(Photo object pointing listing)
§ §
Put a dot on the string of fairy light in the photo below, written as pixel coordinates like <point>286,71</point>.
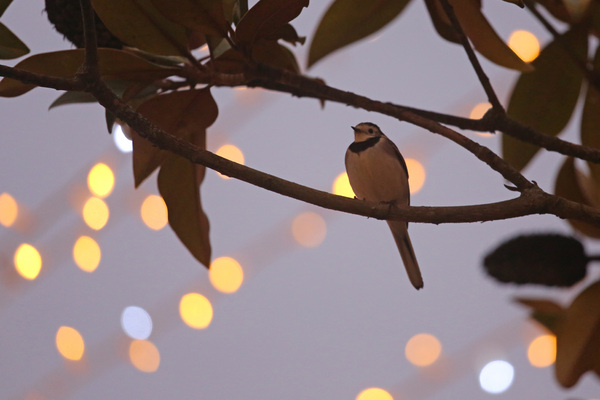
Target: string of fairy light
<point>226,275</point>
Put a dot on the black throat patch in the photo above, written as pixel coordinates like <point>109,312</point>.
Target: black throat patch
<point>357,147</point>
§ §
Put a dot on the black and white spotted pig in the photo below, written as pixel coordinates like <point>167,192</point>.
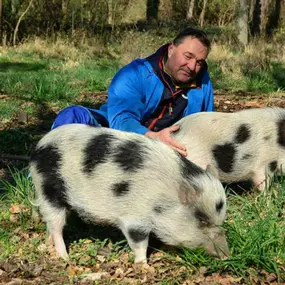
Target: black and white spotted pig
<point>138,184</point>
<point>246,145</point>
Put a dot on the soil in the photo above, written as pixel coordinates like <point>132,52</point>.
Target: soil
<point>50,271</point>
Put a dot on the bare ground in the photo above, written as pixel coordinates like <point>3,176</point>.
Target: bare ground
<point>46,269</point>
§ §
WHAT TO WORK ON: Reproduce the listing lines that begin with the line containing "Put a dot on the bare" and run through the line containing "<point>46,269</point>", including both of those lines.

RESULT:
Put a dot on the bare ground in the photo above, written as pixel coordinates like <point>3,176</point>.
Target: bare ground
<point>46,269</point>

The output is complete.